JOB =>
Format the lines as a Markdown table with the columns Row and Line text, starting with the line that contains "of the green" and going on through the line that contains "Target: orange butterfly wing". Number each row and leave out any blank lines.

PROVIDED DATA =>
----

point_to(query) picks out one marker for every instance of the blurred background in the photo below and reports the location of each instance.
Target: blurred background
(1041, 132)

----

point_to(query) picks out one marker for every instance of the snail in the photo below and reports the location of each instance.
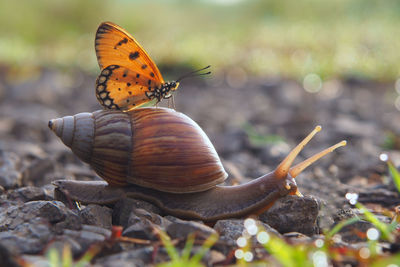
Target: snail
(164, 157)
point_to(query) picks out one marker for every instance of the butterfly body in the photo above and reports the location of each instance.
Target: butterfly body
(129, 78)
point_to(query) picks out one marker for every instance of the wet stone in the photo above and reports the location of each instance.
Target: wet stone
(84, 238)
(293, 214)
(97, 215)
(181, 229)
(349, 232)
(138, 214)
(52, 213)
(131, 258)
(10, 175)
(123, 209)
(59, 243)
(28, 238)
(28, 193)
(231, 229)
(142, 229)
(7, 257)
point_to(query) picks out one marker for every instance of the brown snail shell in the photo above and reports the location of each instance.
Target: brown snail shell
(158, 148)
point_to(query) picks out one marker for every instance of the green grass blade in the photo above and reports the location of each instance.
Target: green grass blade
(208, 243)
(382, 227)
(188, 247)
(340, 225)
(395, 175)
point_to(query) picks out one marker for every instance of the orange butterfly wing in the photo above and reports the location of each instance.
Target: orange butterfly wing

----

WRITTEN ANSWER =>
| Row | Line text |
|---|---|
| 1 | point_to(query) picks out one marker for every instance of the green grass blade in the photo above and reports the location of each instance. |
| 2 | Target: green grass blade |
| 3 | (208, 243) |
| 4 | (382, 227) |
| 5 | (188, 247) |
| 6 | (340, 225) |
| 7 | (395, 175) |
| 8 | point_to(query) picks out one marker for every instance of the orange butterfly wing in the photo above and reports the location of each instance. |
| 9 | Target: orange butterfly wing |